Union Ice & Coal Co. v. Town of Ruston

Citation66 So. 262,135 La. 898
Decision Date25 May 1914
Docket Number19895
PartiesUNION ICE & COAL CO. v. TOWN OF RUSTON
CourtSupreme Court of Louisiana

Rehearing Denied October 20, 1914

Barksdale & Barksdale, of Ruston, for appellant.

S. D Pearce and F. W. Price, both of Ruston, for appellee.

O'NIELL J., takes no part.

OPINION

PROVOSTY, J.

The town council of the town of Ruston having adopted an ordinance providing for the purchase and installation of an ice manufacturing plant, to be operated in connection with its water and electric light plant for the production of ice to be sold to the inhabitants of the town, the plaintiff company, and ice-manufacturing company, which had theretofore been furnishing ice to the town, brought this suit, in its quality of a taxpayer, to annul the ordinance, and enjoin its execution.

The ordinance is said by plaintiff to contravene articles 46, 58 227, 263, 270, and 287 of the state Constitution; but, while these grounds are not waived in the argument, they are evidently not insisted on with any great confidence in their merit. The main ground, to which the bulk of the brief of plaintiff is devoted, and to which we shall confine ourselves, is that the cost of said ice-manufacturing plant is proposed to be paid in part out of revenues derived from taxation; and that the power of taxation can be exercised only for public purposes; and that the manufacturing of ice by a town for sale to the inhabitants of the town is not a public purpose.

Act No. 3, p. 128, of 1912, amending act No. 136 of 1898, provides as follows:

'The mayor and board of aldermen of every city and town owning, maintaining and operating either municipal waterworks or electric light system or both shall have the additional power to install, own, maintain and operate in connection with such system, an ice-making plant for the purpose of supplying its inhabitants with ice, and to prescribe the rates at which ice shall be supplied to its inhabitants.'

There is no question, therefore, but that the town had authority to adopt said ordinance, if the conferring of such authority was within the power of the Legislature.
::::
### WHAT TO DO
In the court opinion above, what did the plaintiff company bring its suit to do?

### RECORDED INFORMATION
::::
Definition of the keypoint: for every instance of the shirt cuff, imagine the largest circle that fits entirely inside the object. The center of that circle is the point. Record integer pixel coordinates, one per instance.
::::
### OUTPUT BELOW
Annul the town's ordinance and enjoin its execution.